### Actions to take
A) In the article on musical comedies, who co-scored Cannibal! The Musical with Trey Parker?
B) Translate this sentence from the article on musical comedies into Spanish: "On the subject of unconventional Troma Entertainment musicals, also well worth a watch is Lloyd Kaufman’s Poultrygeist: Night of the Chicken Dead (2006)."
** begin Article **
I’m not sure that there is as enjoyable a film genre as the musical, and it’s one that is often derided more than any other, except maybe for horror films. Even when a joyful and technically dazzling pastiche picture like La La Land appears there’s an almost instant backlash from cynical types determined not to enjoy a picture that celebrates the Hollywood tradition, reflecting genre conventions and epitomising the very concept of “light entertainment”.

The following list, not at all meant to be definitive, instead makes for a wonderful starting point for experiencing some of the weirdest, oddest, and most enjoyable musical comedies around. They’re listed in an order of personal preference for the author but that doesn’t mean they aren’t fluid and malleable.

Many of these films herein wear their cult status like a badge of honor, and I suggest that many of the movies mentioned here are best viewed in a midnight setting, at the meeting place of nostalgia and the unshakably strange.

 

20. Cannibal! The Musical (1993)

Cannibal The Musical (1993)

This pitch-black musical comedy from a pre-South Park Trey Parker is loosely based on the real-life prospector Alferd Packer––who confessed to cannibalism during the winter of 1874 while stranded in the Colorado mountains. Parker, who directed, wrote, produced, and co-scored (with Rich Sanders) takes the morbid, satirical, often mean-spirited approach––Cannibal! The Musical is a Troma production, after all––and, while crass and crude, is frequently sharp, chaffing and ingenious in its poking and prodding at society’s hypocrisy.

Once you move past the “Eww factor”, Cannibal! has some funny and hilariously upbeat songs, most notably “Shpadoinkle”, which slyly upends and mocks the Rodgers & Hammerstein musical Oklahoma!, namely “Oh, What a Beautiful Morning”.

On the subject of unconventional Troma Entertainment musicals, also well worth a watch is Lloyd Kaufman’s Poultrygeist: Night of the Chicken Dead (2006).

 

19. Romance & Cigarettes (2005)

Romance & Cigarettes (2005)
** end Article **
** begin Record list **
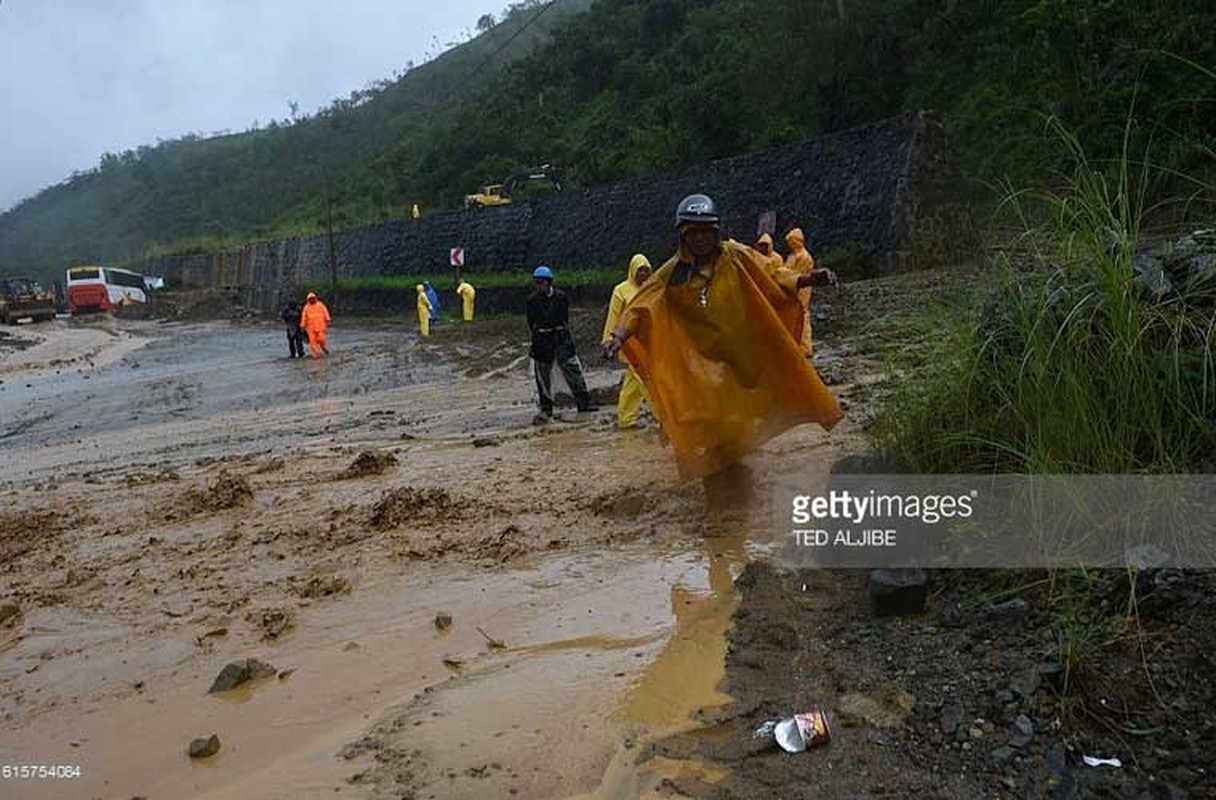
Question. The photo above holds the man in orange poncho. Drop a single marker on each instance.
** end Record list **
** begin Record list **
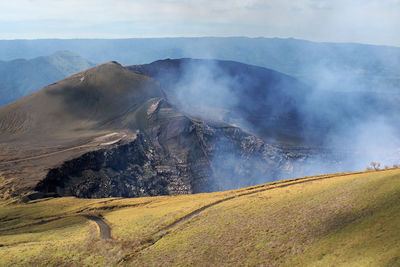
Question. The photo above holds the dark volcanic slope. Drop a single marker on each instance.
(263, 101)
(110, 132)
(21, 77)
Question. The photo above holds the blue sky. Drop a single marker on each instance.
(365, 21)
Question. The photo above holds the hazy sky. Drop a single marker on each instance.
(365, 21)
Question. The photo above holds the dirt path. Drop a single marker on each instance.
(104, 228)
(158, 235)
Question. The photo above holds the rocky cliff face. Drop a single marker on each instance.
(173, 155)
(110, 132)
** end Record list **
** begin Record list **
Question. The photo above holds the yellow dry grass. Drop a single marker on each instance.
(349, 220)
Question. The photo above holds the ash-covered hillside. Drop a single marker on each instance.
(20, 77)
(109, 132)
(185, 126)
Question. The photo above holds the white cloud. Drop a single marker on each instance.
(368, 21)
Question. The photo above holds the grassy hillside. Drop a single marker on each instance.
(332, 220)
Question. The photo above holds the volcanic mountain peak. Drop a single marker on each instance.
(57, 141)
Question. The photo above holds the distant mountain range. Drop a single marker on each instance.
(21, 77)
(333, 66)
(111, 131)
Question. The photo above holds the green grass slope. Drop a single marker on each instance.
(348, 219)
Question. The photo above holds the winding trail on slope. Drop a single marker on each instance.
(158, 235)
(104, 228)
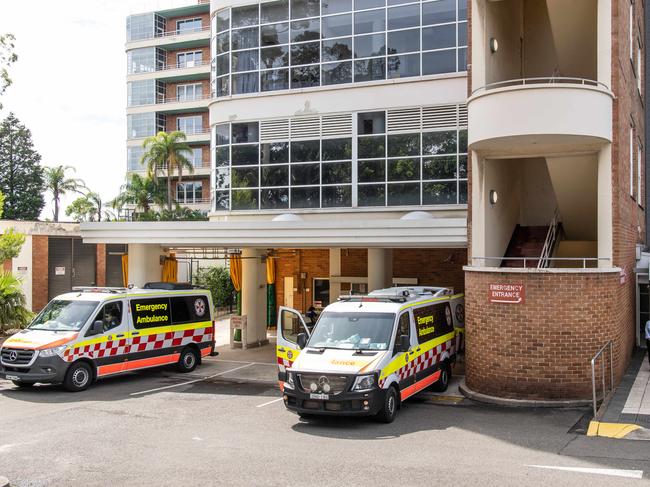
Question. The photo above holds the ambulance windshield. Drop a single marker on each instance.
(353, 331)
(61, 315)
** end Record list **
### Answers for the exercise
A) Rich Sanders

B) En cuanto a los musicales poco convencionales de Troma Entertainment, también vale mucho la pena ver Poultrygeist: Night of the Chicken Dead (2006), de Lloyd Kaufman.